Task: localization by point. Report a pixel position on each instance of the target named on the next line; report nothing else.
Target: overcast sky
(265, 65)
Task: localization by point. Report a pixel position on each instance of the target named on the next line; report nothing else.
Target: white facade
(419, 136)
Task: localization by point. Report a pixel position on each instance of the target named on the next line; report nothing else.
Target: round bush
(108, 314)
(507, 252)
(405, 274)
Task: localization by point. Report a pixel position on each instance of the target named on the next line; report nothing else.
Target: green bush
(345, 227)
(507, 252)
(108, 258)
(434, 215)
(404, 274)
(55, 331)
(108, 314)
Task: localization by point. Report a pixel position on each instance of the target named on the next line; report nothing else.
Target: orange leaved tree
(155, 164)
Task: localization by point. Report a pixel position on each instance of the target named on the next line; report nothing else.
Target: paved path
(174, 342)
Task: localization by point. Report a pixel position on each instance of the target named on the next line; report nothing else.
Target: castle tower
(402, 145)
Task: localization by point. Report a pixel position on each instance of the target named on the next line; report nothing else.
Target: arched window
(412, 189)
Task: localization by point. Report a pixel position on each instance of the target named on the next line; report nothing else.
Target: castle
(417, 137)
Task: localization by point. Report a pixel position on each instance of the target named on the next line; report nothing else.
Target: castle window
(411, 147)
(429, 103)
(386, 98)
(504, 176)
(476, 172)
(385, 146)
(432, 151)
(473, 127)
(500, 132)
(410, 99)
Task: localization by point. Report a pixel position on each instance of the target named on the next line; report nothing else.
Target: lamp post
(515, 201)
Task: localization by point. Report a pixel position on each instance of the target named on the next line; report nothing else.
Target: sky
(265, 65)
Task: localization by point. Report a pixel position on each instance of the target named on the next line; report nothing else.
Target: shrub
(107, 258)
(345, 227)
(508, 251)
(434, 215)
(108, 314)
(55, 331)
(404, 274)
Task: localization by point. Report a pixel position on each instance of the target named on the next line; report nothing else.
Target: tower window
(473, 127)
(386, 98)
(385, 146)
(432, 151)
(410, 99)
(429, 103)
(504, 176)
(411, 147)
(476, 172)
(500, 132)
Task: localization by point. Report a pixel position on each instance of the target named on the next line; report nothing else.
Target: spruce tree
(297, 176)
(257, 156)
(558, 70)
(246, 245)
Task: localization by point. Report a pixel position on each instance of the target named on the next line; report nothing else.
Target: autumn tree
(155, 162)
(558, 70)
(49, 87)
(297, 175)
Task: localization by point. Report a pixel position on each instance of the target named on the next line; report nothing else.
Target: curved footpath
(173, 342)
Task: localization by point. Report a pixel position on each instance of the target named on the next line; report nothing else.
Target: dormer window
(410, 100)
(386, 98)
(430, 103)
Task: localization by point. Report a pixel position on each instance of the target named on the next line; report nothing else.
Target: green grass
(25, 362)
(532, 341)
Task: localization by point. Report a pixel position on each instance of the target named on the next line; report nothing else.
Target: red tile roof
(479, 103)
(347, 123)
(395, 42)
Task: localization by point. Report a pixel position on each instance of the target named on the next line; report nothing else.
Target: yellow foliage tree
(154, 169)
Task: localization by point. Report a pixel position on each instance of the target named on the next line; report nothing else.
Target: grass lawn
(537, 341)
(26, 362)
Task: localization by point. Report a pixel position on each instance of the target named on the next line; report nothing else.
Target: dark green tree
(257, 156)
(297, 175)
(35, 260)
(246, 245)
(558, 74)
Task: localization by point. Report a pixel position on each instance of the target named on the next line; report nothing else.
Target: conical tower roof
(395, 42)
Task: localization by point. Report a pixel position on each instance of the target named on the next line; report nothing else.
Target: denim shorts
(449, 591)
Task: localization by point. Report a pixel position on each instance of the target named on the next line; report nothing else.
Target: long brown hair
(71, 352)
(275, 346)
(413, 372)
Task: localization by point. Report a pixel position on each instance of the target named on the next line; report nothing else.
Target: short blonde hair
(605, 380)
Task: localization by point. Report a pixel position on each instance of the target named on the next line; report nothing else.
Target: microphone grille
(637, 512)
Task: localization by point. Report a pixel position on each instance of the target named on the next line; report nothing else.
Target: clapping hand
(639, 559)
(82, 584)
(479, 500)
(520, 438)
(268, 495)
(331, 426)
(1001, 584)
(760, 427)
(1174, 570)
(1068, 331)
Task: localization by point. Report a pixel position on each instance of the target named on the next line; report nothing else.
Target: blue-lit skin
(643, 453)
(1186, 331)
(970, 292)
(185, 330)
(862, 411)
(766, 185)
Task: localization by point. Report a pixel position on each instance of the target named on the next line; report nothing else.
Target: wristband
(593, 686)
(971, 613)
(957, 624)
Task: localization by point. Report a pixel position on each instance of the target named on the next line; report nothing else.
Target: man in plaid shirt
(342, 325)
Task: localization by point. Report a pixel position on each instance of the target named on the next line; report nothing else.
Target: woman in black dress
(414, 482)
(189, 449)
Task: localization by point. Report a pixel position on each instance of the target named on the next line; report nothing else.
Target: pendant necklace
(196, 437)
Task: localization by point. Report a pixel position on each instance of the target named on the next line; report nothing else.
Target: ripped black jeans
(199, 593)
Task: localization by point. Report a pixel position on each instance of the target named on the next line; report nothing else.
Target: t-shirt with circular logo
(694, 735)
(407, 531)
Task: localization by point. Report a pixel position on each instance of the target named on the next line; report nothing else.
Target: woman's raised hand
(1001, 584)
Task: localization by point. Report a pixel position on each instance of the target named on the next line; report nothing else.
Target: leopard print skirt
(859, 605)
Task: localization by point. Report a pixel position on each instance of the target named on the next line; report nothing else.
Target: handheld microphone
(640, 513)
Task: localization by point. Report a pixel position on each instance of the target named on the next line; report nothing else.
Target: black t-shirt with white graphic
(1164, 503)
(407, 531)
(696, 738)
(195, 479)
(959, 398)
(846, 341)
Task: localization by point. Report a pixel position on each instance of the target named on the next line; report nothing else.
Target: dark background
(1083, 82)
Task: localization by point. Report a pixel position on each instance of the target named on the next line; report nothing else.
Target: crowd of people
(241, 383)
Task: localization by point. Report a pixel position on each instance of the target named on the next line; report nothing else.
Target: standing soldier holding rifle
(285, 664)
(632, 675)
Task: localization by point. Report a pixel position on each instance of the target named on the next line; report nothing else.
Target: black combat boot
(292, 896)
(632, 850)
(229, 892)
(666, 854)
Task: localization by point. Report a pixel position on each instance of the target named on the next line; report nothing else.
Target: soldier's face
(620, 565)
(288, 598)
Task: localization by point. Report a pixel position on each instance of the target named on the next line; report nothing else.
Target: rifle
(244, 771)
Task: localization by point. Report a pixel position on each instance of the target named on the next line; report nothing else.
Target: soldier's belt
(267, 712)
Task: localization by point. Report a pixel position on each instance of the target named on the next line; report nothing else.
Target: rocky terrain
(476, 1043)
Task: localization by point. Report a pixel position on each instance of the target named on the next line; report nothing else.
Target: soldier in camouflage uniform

THE PROBLEM: Reproduce all data above, unchanged.

SOLUTION TO THE EXERCISE:
Task: localization by point. Report a pixel position on each instance of the target named on the next line; report nothing else.
Target: overcast sky
(265, 65)
Task: localization by point. Report a pixel position on each instance of the target named on the next line; report nothing else.
Target: white facade
(419, 136)
Task: localization by point. Report a pixel position on each instance of the target named on the next line; report nothing else.
Target: round bush
(108, 314)
(507, 252)
(405, 274)
Task: localization by point. Report a pixel position on each instance of the target named on the next line; report nothing else.
Target: green bush
(345, 227)
(507, 252)
(108, 258)
(434, 215)
(404, 274)
(55, 331)
(108, 314)
Task: localization by point. Report a pixel position on each instance of the target named on the next line; report nothing else.
Target: orange leaved tree
(155, 164)
Task: localization by point. Report a pixel position on each instance of the target named on the next line; report nothing else.
Target: paved path
(174, 342)
Task: localization by point. Report a pixel position on each instance of the target named on the next line; report nothing else.
Target: castle tower
(402, 145)
Task: localization by point. Report a pixel position on each instance of the target named on the next line; report nothing else.
Target: arched window
(412, 189)
Task: localization by point. Report a pixel position on each instance of the target named on the next line; report nothing else.
Target: castle
(417, 137)
Task: localization by point. Report a pixel position on each instance of the target named on the next line; report nothing else.
Target: castle window
(411, 147)
(429, 103)
(386, 98)
(504, 176)
(476, 172)
(385, 146)
(432, 151)
(473, 127)
(500, 132)
(410, 99)
Task: localization by point. Report a pixel position on each instance of the target named on the next line; report nothing else.
Target: lamp post
(515, 201)
Task: localization by point. Report a pixel position on each instance of the target named on the next line; report nothing else.
Target: sky
(265, 65)
Task: localization by point. Report a pixel position on each instance of the target named on the next line; report nothing else.
Target: shrub
(107, 258)
(345, 227)
(508, 251)
(434, 215)
(108, 314)
(55, 331)
(404, 274)
Task: localization by point. Report a pixel position on each instance of the target named on the next line; report nothing else.
Target: tower window
(473, 127)
(386, 98)
(385, 146)
(432, 151)
(410, 99)
(429, 103)
(504, 176)
(411, 147)
(476, 172)
(500, 132)
Task: localization by point. Report a pixel position on each instance of the target named on the next line; report nothing else.
Target: spruce tree
(297, 176)
(257, 156)
(558, 70)
(246, 245)
Task: localization by point. Report a pixel position on each instance of the target named on the next line; report nothing else.
Target: autumn tree
(155, 162)
(558, 70)
(49, 87)
(297, 175)
Task: localization by point. Report a pixel position on each instance of the target named on the next line; report nothing else.
Target: curved footpath
(173, 342)
Task: localization by point. Report a pixel position on each instance of the target named on the next line; report nothing else.
Target: dormer window
(410, 100)
(386, 98)
(430, 103)
Task: localization by point. Report a pixel position on each instance of the target named on the next line; report nothing else.
Target: green grass
(25, 362)
(532, 341)
Task: localization by point. Report a pixel position on each instance of the target named on the next line; report nothing else.
Target: red tile roof
(479, 103)
(347, 123)
(395, 42)
Task: localization by point. Report a pixel position on each instance of the target named on the next line; report nothing else.
Target: yellow foliage tree
(154, 169)
Task: localization by point. Report a pixel position on each instance of the target named on the next line; report nothing else.
Target: grass lawn
(537, 341)
(26, 362)
Task: localization by point. Report a pixel position on each instance of the target named on the next line; report nothing else.
Target: dark green tree
(257, 156)
(297, 175)
(35, 260)
(246, 245)
(558, 74)
Task: localization by point. Report a pixel position on each instance of the target named on the next line; report nothing else.
Target: conical tower roof
(395, 42)
Task: localization by point. Report a pixel position on each instance of the target named on the next line; report nothing else.
Target: denim shorts
(449, 591)
Task: localization by point. Report a pixel position on each instance of the target named on the next line; report nothing else.
Target: long brown hair
(71, 352)
(275, 346)
(413, 372)
Task: localization by point. Report a pixel position on each instance of the target named on the next line; report nothing else.
Target: short blonde hair
(605, 380)
Task: localization by point. Report a pixel position on each instance of the target named on the next line; report nothing else.
Target: microphone grille
(637, 512)
Task: localization by point. Report a pixel position on each instance of the target named on the next line; report nothing else.
Target: clapping hand
(639, 559)
(82, 584)
(479, 500)
(520, 438)
(268, 495)
(331, 426)
(1001, 584)
(760, 427)
(1174, 570)
(1068, 331)
Task: localization by point. Report a pixel position on each instance of the target named on the next line; report nothing else.
Target: blue-lit skin
(643, 453)
(1186, 331)
(970, 292)
(185, 330)
(862, 411)
(766, 185)
Task: localization by point. Report a pixel position on each instance of the target named on the next line; report nothing else.
Target: wristband
(593, 686)
(971, 613)
(957, 624)
Task: localization by point. Report a pixel position on each instance of the target named on the next line; report nothing else.
Target: man in plaid shirt
(342, 325)
Task: localization by point. Report a pixel position on each instance of the target named on the next line; report nothing else.
Target: woman in black dress
(414, 482)
(189, 449)
Task: localization by point. Report a pixel position on each instance of the target named on the next line; report nothing else.
Target: pendant necklace
(196, 437)
Task: localization by point. Report a pixel position on each instance of the target named on the next line; report nothing else.
Target: ripped black jeans
(199, 593)
Task: localization by point. Report a pixel position on each instance of the target named on the next line; report nothing else.
Target: t-shirt with circular logo
(694, 735)
(407, 531)
Task: localization by point. Report a pixel position on each instance of the target named on the next line; report nothing else.
Target: woman's raised hand
(1001, 584)
Task: localization by point. Report a pixel position on each instance of the target named on the next line; report nothing else.
Target: leopard print skirt
(859, 605)
Task: localization by point. Report a pixel position on each instance of the target named on the next line; report nothing else.
Target: handheld microphone
(640, 513)
Task: localization by point. Report a pixel position on each instance of the target named on the next line; report nothing else.
Target: black t-shirt with white graphic
(1164, 503)
(407, 531)
(696, 738)
(195, 479)
(959, 398)
(846, 341)
Task: localization by point. Report a pixel position on each instance of the target named on the next line; report nothing else.
Target: dark background
(1083, 82)
Task: localization by point. Report a pixel position on each instance of the target named on the next line; report nothing else.
Target: crowd of people
(241, 383)
Task: localization by point. Report a pixel position on each instance of the target named on the next line; report nothing else.
Target: standing soldier holding rifle
(285, 664)
(632, 675)
Task: localization by point. Report a pixel position on each instance of the target named on the next line; report nothing else.
Target: black combat boot
(292, 896)
(632, 850)
(229, 892)
(666, 854)
Task: localization by point. Report a pixel position on each instance of the target named on the next line; report nothing else.
Target: soldier's face
(620, 565)
(288, 598)
Task: localization by point. Report a pixel position on each instance of the target named on the next line; report nothing else.
Target: rifle
(244, 771)
Task: localization by point. Report a pixel position on each instance of the target named on the next line; report nothing else.
Target: soldier's belt
(267, 712)
Task: localization by point. Report a pixel position on each instance of the target named on the next line; report nothing else.
Target: rocky terrain
(476, 1043)
Task: localization by point. Report a pixel position on each instance of the target named on the next line; report nothing else.
Target: soldier in camouflage uniform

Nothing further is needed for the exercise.